Each line of the data that includes the string "foliage" is to be copied out.

[INFORMATION PROVIDED — start]

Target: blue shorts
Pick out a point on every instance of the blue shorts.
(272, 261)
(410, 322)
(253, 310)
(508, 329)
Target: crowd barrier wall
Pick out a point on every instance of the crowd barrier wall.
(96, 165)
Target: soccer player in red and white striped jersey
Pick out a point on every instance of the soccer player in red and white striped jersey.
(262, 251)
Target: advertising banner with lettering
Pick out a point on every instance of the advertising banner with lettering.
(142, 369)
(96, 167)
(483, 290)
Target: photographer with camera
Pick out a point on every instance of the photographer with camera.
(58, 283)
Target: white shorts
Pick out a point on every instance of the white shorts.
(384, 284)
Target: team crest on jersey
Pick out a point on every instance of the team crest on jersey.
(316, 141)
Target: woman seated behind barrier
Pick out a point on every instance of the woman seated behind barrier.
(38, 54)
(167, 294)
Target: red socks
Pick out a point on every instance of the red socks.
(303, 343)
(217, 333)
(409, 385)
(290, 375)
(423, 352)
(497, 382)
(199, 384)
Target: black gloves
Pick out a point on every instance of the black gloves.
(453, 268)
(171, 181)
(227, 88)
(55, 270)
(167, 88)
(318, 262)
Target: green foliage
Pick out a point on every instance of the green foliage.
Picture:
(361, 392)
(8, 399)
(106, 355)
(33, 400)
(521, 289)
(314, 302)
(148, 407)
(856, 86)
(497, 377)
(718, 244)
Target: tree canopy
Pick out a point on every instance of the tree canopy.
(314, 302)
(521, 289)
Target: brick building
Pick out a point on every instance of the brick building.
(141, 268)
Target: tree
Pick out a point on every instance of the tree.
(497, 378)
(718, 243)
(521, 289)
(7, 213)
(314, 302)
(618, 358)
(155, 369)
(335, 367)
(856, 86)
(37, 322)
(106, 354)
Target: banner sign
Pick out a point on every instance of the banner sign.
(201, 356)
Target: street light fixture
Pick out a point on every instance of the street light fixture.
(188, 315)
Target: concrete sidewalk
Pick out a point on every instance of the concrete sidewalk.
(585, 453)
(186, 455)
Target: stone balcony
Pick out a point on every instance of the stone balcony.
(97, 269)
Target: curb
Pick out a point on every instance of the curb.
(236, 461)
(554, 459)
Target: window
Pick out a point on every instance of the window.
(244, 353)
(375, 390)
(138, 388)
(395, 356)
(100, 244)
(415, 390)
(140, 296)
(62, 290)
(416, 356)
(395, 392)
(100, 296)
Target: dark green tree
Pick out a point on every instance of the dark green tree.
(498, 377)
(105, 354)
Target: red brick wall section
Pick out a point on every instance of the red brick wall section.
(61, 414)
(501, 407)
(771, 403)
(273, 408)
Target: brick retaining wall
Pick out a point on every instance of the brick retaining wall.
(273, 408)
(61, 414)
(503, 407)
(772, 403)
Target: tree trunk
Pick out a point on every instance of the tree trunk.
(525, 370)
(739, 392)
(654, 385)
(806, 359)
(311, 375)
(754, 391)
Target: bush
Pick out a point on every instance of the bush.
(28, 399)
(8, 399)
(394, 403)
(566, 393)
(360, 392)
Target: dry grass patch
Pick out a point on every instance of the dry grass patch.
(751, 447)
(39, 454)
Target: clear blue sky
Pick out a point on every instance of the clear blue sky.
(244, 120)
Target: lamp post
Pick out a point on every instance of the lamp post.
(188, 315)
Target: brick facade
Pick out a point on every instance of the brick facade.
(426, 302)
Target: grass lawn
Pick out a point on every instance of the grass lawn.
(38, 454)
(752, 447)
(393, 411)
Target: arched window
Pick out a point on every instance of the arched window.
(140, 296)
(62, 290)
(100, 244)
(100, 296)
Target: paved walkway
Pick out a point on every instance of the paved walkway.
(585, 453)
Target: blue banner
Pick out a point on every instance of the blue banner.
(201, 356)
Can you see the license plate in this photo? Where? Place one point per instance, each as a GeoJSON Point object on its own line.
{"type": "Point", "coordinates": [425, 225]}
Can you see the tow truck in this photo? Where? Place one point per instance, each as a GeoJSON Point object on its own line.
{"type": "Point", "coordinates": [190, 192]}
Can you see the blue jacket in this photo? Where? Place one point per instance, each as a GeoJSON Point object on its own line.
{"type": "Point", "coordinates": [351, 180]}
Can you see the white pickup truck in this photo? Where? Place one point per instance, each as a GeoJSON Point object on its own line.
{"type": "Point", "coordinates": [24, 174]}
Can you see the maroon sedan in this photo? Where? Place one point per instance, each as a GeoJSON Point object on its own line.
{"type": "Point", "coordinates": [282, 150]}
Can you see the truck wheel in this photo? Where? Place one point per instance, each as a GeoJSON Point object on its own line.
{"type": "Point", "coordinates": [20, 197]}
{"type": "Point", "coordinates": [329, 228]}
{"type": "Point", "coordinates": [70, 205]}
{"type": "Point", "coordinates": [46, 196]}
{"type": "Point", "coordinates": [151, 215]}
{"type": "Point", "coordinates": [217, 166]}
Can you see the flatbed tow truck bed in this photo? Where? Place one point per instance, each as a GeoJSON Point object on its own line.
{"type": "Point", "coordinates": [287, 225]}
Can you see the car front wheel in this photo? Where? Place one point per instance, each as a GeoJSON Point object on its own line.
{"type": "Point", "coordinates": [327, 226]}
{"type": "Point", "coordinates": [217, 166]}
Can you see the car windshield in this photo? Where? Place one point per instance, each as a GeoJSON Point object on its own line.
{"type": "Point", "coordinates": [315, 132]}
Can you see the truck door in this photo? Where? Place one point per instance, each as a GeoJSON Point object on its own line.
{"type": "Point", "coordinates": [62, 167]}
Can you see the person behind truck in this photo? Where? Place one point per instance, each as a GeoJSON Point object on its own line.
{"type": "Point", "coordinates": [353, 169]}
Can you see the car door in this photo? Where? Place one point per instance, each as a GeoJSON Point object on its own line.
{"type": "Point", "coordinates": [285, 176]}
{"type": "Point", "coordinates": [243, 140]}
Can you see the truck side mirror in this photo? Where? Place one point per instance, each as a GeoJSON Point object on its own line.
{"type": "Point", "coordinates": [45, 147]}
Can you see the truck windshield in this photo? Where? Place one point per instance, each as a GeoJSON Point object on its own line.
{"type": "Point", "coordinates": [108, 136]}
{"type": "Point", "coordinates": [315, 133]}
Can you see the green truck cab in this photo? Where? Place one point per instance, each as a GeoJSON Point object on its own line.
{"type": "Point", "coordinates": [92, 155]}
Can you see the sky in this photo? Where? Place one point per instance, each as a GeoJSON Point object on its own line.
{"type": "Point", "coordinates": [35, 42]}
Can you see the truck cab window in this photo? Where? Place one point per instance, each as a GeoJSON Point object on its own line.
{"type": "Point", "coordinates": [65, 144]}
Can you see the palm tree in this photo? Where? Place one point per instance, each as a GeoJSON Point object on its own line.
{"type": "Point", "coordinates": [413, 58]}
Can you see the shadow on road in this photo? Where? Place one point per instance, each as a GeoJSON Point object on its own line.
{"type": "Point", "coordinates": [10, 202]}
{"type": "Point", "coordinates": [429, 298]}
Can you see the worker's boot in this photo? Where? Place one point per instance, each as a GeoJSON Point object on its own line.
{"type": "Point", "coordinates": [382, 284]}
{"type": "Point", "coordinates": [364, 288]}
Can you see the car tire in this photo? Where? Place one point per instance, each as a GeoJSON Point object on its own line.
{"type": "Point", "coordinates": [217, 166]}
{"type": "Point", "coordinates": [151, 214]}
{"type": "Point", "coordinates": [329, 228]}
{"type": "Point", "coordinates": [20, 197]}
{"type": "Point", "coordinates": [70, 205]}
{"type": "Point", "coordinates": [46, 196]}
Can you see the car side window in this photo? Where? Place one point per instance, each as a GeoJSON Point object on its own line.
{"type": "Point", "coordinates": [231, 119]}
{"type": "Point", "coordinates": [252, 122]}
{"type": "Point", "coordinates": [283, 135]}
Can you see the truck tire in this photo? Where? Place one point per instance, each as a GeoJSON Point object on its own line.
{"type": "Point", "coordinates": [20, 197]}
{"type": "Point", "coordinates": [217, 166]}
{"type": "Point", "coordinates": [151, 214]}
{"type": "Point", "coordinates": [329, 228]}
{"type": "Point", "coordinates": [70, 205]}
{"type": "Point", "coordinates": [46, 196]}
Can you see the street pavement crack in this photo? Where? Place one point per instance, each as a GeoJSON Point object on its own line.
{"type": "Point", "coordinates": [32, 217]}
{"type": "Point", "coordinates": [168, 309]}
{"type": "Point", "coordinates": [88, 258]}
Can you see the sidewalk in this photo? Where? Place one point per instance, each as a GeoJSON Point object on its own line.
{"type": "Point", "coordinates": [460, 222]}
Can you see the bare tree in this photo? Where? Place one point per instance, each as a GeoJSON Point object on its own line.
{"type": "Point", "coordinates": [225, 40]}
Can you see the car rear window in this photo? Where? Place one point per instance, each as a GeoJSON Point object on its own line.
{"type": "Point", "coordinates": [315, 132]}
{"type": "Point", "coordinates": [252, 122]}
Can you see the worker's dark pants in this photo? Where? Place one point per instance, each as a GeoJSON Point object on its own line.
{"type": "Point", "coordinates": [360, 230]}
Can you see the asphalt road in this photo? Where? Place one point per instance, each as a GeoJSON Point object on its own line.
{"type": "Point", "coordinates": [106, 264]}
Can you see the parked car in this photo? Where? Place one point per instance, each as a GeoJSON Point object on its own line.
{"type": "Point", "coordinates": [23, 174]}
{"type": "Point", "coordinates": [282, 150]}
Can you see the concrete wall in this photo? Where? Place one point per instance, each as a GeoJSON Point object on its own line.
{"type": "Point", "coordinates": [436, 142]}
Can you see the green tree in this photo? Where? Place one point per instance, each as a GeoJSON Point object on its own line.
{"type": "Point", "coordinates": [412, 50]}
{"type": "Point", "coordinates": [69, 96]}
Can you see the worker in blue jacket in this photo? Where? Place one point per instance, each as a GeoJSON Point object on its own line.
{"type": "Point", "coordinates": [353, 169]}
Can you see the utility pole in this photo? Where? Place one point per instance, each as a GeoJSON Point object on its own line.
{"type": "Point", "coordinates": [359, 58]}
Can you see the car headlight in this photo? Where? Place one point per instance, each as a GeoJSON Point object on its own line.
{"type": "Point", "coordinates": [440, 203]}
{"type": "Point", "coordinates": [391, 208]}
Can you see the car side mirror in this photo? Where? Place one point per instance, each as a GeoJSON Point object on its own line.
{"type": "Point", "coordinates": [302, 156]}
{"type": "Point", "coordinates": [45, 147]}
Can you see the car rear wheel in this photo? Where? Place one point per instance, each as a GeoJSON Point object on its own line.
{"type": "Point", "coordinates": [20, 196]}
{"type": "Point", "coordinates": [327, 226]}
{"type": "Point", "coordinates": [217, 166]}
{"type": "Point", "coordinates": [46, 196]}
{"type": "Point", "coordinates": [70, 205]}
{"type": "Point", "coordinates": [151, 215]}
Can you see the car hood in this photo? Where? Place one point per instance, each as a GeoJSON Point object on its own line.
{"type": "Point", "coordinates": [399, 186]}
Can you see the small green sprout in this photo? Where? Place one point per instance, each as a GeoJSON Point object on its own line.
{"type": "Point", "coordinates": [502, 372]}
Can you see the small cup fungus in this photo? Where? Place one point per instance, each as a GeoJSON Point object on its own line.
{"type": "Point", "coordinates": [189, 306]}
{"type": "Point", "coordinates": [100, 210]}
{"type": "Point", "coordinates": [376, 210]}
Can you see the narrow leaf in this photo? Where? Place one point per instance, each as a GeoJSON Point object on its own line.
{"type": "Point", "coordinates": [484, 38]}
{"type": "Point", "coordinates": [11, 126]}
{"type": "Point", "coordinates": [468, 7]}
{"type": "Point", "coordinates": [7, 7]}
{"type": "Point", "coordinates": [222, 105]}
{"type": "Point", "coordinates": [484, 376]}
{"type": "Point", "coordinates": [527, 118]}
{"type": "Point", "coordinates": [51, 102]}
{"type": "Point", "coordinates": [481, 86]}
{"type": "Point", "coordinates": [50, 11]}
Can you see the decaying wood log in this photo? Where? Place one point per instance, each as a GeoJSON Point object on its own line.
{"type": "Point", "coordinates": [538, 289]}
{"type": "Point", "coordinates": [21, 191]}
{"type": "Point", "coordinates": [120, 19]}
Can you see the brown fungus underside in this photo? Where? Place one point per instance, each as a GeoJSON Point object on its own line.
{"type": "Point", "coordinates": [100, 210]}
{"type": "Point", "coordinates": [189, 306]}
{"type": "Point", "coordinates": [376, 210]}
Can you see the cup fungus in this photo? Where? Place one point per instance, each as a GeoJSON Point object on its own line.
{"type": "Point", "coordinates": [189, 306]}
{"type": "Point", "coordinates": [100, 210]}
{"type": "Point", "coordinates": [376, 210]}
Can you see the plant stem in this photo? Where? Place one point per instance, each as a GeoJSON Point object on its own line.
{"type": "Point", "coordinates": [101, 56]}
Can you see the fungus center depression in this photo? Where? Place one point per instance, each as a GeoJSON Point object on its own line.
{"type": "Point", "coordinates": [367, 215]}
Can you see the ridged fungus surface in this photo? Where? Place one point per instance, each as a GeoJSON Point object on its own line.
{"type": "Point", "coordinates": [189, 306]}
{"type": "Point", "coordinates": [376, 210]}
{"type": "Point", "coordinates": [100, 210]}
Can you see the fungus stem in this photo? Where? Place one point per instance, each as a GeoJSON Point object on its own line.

[INFORMATION PROVIDED — finish]

## RESULT OF THIS TASK
Target: green foliage
Pick out a point on every instance of the green foliage.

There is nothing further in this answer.